[Dataset entries]
□ □ □ □ □

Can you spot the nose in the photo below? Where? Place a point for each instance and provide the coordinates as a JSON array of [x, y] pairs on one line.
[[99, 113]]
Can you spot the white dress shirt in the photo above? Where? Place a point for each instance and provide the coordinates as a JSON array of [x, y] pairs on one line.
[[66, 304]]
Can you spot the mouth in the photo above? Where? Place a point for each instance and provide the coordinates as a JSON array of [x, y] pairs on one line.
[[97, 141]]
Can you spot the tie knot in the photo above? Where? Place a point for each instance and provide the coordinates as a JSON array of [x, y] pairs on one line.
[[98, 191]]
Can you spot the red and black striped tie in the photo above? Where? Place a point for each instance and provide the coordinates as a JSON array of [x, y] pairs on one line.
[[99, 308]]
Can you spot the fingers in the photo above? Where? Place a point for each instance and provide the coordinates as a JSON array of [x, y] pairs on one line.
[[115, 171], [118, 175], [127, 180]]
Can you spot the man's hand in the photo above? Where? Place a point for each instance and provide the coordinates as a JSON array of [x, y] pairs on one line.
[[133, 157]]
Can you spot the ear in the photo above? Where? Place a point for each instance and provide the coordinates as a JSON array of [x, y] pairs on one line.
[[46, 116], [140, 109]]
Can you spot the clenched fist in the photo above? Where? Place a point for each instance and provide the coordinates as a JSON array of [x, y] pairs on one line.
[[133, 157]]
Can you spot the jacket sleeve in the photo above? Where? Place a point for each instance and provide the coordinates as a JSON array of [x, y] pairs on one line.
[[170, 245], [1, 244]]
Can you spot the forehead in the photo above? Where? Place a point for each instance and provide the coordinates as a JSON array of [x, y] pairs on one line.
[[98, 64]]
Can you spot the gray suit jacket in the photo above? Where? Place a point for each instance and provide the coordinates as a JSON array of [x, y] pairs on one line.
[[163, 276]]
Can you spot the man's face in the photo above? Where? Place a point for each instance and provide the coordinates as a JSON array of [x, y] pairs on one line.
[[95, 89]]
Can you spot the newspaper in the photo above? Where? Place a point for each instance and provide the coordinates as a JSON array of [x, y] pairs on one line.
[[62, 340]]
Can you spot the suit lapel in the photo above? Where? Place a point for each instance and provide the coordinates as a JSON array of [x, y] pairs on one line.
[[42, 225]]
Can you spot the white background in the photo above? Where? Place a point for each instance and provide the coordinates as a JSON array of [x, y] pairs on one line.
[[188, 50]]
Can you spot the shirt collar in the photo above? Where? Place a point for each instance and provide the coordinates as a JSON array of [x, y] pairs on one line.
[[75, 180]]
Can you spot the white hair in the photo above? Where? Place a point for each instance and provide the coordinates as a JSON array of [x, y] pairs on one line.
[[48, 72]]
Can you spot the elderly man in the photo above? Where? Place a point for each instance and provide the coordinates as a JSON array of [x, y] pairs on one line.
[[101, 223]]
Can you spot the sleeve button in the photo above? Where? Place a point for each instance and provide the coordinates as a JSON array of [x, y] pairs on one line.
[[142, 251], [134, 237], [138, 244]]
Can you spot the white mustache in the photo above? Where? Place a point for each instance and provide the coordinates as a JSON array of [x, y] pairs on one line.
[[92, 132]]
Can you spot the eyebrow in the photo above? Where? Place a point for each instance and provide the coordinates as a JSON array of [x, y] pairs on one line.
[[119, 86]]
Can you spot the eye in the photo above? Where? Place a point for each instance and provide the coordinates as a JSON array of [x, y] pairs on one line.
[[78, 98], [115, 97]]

□ □ □ □ □

» Task objective:
Write out the lines above, starting at the line that contains "Can you spot the white mustache" and ending with the final line, and nothing else; copy them exactly.

» Exercise answer:
Can you spot the white mustache in the photo above? Where? Place a point for each instance and provide the coordinates as a JSON array of [x, y] pairs on one line.
[[92, 132]]
Can you spot the eyebrow in the photo above? Where? Place a point for each instance and provide the coordinates as a JSON array of [x, y] pairs on one line.
[[119, 86]]
Can you spot the eye in the photo above? Where? Place a point for each instance and provide the coordinates as a JSON array of [x, y] pairs on one line.
[[78, 98], [115, 97]]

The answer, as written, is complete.